(Collection entries)
## START

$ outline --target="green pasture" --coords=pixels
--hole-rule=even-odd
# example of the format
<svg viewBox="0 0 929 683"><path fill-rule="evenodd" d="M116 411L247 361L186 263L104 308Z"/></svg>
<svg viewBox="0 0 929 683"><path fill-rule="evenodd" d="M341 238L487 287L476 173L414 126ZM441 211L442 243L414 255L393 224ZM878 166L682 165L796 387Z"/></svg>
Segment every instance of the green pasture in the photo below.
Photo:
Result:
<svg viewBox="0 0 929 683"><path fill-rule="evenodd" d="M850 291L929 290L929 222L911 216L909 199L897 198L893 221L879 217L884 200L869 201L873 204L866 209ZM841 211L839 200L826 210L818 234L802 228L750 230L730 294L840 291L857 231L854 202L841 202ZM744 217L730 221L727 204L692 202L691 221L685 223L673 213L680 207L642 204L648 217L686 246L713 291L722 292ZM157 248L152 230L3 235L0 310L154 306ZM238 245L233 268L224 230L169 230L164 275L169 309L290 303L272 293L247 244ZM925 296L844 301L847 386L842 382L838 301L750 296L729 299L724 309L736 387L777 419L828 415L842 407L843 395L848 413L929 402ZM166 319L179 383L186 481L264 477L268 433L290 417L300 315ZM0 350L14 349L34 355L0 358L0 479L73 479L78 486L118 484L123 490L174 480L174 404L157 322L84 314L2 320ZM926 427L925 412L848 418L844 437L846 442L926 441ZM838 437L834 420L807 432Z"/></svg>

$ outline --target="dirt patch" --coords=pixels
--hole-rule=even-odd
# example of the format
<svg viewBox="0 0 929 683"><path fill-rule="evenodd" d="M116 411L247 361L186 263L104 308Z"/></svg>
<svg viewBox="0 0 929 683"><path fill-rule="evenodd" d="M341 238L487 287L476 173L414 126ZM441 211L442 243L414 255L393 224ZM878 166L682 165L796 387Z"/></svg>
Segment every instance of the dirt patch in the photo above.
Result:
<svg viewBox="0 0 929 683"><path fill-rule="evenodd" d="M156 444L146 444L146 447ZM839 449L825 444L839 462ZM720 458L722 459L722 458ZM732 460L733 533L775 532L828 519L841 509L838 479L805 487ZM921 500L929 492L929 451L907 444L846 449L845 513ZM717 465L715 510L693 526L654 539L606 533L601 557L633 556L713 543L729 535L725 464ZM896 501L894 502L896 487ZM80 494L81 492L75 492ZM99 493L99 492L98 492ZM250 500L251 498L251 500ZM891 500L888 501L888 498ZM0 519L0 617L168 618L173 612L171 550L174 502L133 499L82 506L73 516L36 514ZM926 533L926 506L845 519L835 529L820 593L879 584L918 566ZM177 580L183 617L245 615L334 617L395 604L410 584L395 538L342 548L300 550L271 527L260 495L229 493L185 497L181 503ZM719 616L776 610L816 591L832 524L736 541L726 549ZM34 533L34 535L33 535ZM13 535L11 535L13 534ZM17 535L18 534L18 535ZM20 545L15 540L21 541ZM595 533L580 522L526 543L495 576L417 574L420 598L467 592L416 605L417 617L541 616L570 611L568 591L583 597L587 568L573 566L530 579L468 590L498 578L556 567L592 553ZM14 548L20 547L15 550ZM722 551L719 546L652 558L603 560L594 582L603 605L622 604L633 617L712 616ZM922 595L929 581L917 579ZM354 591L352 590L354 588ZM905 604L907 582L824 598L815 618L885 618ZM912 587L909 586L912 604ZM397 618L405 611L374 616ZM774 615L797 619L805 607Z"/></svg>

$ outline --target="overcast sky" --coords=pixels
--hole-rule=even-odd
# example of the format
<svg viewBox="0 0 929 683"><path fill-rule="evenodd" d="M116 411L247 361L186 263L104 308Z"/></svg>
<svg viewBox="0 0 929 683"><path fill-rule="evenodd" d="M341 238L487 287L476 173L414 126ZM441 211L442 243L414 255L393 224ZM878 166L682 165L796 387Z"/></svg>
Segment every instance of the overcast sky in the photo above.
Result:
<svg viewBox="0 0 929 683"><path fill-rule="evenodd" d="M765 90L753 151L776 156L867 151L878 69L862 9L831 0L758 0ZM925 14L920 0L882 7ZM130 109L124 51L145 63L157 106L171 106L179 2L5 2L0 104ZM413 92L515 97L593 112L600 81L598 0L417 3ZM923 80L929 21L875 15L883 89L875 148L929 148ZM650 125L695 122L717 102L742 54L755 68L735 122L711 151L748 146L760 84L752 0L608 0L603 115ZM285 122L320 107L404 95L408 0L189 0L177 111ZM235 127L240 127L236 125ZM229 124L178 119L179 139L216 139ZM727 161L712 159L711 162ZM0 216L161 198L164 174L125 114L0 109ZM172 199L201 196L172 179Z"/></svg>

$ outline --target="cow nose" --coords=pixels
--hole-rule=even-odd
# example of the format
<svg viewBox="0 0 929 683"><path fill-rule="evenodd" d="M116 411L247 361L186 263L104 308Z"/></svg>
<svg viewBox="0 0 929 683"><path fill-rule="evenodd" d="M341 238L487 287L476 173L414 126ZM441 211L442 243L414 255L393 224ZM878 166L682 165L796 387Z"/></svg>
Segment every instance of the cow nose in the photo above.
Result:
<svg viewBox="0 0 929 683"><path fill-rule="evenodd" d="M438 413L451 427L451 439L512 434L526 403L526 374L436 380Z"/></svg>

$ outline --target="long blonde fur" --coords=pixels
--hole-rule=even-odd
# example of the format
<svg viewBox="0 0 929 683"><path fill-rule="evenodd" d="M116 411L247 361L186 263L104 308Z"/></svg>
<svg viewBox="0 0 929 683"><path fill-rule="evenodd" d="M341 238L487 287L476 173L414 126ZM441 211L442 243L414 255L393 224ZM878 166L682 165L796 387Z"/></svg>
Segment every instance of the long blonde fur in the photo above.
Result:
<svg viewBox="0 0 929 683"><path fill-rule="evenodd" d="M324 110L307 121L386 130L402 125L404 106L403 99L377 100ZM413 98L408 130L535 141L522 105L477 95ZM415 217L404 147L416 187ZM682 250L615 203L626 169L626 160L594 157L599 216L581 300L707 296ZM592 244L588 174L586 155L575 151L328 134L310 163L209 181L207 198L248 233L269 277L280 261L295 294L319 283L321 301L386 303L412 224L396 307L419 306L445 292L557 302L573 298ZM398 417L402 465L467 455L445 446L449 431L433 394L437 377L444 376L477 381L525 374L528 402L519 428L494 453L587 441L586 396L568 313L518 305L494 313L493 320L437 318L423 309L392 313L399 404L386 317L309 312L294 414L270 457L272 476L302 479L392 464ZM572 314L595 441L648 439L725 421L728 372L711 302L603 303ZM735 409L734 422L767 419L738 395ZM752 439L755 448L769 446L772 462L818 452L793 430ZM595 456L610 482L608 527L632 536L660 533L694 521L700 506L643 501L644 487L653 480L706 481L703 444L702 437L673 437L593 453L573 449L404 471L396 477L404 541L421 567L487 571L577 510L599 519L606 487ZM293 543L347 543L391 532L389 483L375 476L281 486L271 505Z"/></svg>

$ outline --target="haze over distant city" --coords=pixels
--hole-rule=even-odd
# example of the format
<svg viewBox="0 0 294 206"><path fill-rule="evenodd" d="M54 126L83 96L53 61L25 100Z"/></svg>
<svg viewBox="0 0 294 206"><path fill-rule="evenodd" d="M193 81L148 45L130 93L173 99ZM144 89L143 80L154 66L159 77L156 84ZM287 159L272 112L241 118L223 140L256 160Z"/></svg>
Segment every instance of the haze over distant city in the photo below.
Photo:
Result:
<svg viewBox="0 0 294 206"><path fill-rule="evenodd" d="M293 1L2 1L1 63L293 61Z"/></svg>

## END

» **SHORT EXERCISE**: Please reproduce each record precisely as written.

» **ANSWER FOR THE TASK**:
$ outline --target="green pasture" --coords=pixels
--hole-rule=even-odd
# example of the format
<svg viewBox="0 0 929 683"><path fill-rule="evenodd" d="M116 411L247 361L186 263L104 308Z"/></svg>
<svg viewBox="0 0 929 683"><path fill-rule="evenodd" d="M341 238L487 287L476 173L414 126ZM441 211L442 243L414 255L393 224ZM878 166L682 165L796 387Z"/></svg>
Segment every instance of the green pasture in the photo below.
Photo:
Result:
<svg viewBox="0 0 929 683"><path fill-rule="evenodd" d="M850 291L929 290L929 222L911 216L909 199L897 198L893 221L879 217L884 200L869 201L873 204L866 209ZM841 211L839 200L826 210L818 234L802 228L750 230L730 294L840 291L857 231L854 202L841 202ZM744 217L730 221L727 204L692 202L691 221L685 223L673 213L680 207L642 204L648 217L686 246L713 291L722 292ZM157 248L152 230L3 235L0 310L154 306ZM238 245L233 268L224 230L169 230L164 275L169 309L290 303L272 293L247 244ZM925 296L844 301L847 386L842 382L838 301L750 296L729 299L724 309L736 387L777 419L828 415L842 407L843 395L848 413L929 402ZM166 319L179 383L186 481L264 477L268 433L290 417L300 315ZM0 350L14 349L34 355L0 358L0 479L73 479L78 486L118 484L123 490L174 480L174 404L157 322L84 314L2 320ZM926 427L925 412L848 418L844 437L846 442L926 441ZM838 437L834 420L807 432Z"/></svg>

$ outline --target="dirt patch" --coords=pixels
--hole-rule=even-odd
# example of the format
<svg viewBox="0 0 929 683"><path fill-rule="evenodd" d="M116 411L247 361L186 263L104 308Z"/></svg>
<svg viewBox="0 0 929 683"><path fill-rule="evenodd" d="M341 238L487 287L476 173L414 126ZM441 211L442 243L414 255L393 224ZM878 166L682 165L796 387Z"/></svg>
Segment every instance of the dirt patch in the photo above.
Result:
<svg viewBox="0 0 929 683"><path fill-rule="evenodd" d="M156 444L146 444L146 447ZM839 449L825 444L839 462ZM720 458L722 459L722 458ZM732 460L733 533L775 532L828 519L841 509L838 479L805 487ZM921 500L929 492L929 451L907 444L846 449L845 513ZM717 465L715 510L693 526L654 539L606 533L601 557L633 556L713 543L729 535L725 464ZM896 501L894 502L896 487ZM80 494L81 492L75 492ZM99 493L99 492L98 492ZM250 500L251 498L251 500ZM891 500L888 501L888 498ZM0 519L0 617L168 618L173 612L171 550L174 502L133 499L82 506L73 516L36 514ZM926 533L926 506L845 519L835 529L820 593L879 584L918 566ZM177 580L183 617L245 615L334 617L395 604L410 584L395 538L342 548L300 550L271 527L260 495L229 493L185 497L181 503ZM719 616L776 610L816 591L832 524L736 541L726 549ZM34 533L34 535L33 535ZM13 535L11 535L13 534ZM17 535L18 534L18 535ZM20 545L15 540L21 541ZM595 533L580 522L526 543L495 576L417 574L420 598L467 592L416 605L417 617L541 616L570 611L568 591L583 597L587 568L573 566L530 579L468 590L498 578L556 567L592 553ZM14 548L20 547L15 550ZM722 551L719 546L652 558L603 560L594 582L603 605L622 604L633 617L712 616ZM922 595L929 581L917 579ZM354 591L352 590L354 588ZM905 604L907 582L824 598L815 618L885 618ZM912 587L909 586L912 604ZM397 618L405 611L374 616ZM774 615L797 619L805 607Z"/></svg>

$ outline --target="overcast sky" --coords=pixels
--hole-rule=even-odd
# example of the format
<svg viewBox="0 0 929 683"><path fill-rule="evenodd" d="M116 411L247 361L186 263L104 308Z"/></svg>
<svg viewBox="0 0 929 683"><path fill-rule="evenodd" d="M341 238L487 287L476 173L414 126ZM441 211L442 243L414 255L393 224ZM878 166L682 165L796 387Z"/></svg>
Segment every instance of the overcast sky in the photo above.
Result:
<svg viewBox="0 0 929 683"><path fill-rule="evenodd" d="M765 90L753 151L776 156L867 151L878 69L862 9L831 0L758 0ZM925 14L920 0L882 7ZM130 109L124 51L145 63L157 106L171 106L179 2L5 2L0 104ZM413 92L515 97L593 112L600 81L598 0L417 3ZM923 80L929 21L875 15L883 89L875 148L929 148ZM650 125L695 122L717 102L742 54L755 68L735 122L711 151L748 146L760 84L752 0L608 0L603 115ZM285 122L320 107L404 95L408 0L189 0L177 111ZM235 127L240 127L236 125ZM229 124L178 119L179 139L216 139ZM727 161L712 159L711 162ZM0 216L161 198L164 174L125 114L0 109ZM172 199L201 196L172 179Z"/></svg>

$ outline --target="cow nose" --coords=pixels
--hole-rule=even-odd
# example of the format
<svg viewBox="0 0 929 683"><path fill-rule="evenodd" d="M116 411L247 361L186 263L104 308Z"/></svg>
<svg viewBox="0 0 929 683"><path fill-rule="evenodd" d="M341 238L487 287L476 173L414 126ZM441 211L442 243L414 255L393 224ZM878 166L682 165L796 387Z"/></svg>
Segment every instance of the cow nose in the photo above.
Result:
<svg viewBox="0 0 929 683"><path fill-rule="evenodd" d="M438 413L451 427L451 439L512 434L526 403L526 374L436 380Z"/></svg>

$ outline --target="long blonde fur" --coords=pixels
--hole-rule=even-odd
# example of the format
<svg viewBox="0 0 929 683"><path fill-rule="evenodd" d="M116 411L247 361L186 263L104 308Z"/></svg>
<svg viewBox="0 0 929 683"><path fill-rule="evenodd" d="M341 238L487 287L476 173L414 126ZM441 211L442 243L414 255L393 224ZM878 166L682 165L796 387Z"/></svg>
Segment every instance of the long blonde fur in the photo above.
Result:
<svg viewBox="0 0 929 683"><path fill-rule="evenodd" d="M324 110L307 121L386 130L402 125L404 106L403 99L377 100ZM413 98L408 130L535 141L522 105L477 95ZM415 217L404 147L416 187ZM682 250L615 203L626 169L626 160L594 157L599 216L581 300L707 296ZM592 244L588 174L586 155L575 151L328 134L310 163L209 181L207 198L248 233L269 277L280 261L295 294L319 283L321 301L386 303L412 224L396 307L419 306L445 292L557 302L573 298ZM398 417L402 465L467 455L445 446L449 431L433 394L437 377L444 376L477 381L525 374L528 402L519 428L494 453L587 441L586 396L568 313L518 305L494 313L493 320L437 318L423 309L392 313L399 404L386 317L309 312L294 414L270 457L272 476L302 479L392 464ZM572 314L595 441L648 439L725 421L728 372L711 302L603 303ZM735 409L734 422L767 419L738 395ZM752 439L755 448L769 446L772 462L818 452L793 430ZM595 456L610 482L608 527L632 536L660 533L694 521L700 506L643 501L644 487L653 480L706 481L703 444L702 437L673 437L593 453L573 449L404 471L396 477L404 541L421 567L487 571L577 510L599 519L606 487ZM293 543L347 543L391 532L389 483L375 476L281 486L271 505Z"/></svg>

$ outline --target="haze over distant city" --coords=pixels
--hole-rule=even-odd
# example of the format
<svg viewBox="0 0 294 206"><path fill-rule="evenodd" d="M54 126L83 96L53 61L25 100Z"/></svg>
<svg viewBox="0 0 294 206"><path fill-rule="evenodd" d="M193 81L148 45L130 93L173 99ZM144 89L143 80L154 66L159 77L156 84ZM287 159L272 112L241 118L223 140L256 160Z"/></svg>
Segment every instance of the haze over distant city in the photo below.
Photo:
Result:
<svg viewBox="0 0 294 206"><path fill-rule="evenodd" d="M293 1L2 1L1 63L293 61Z"/></svg>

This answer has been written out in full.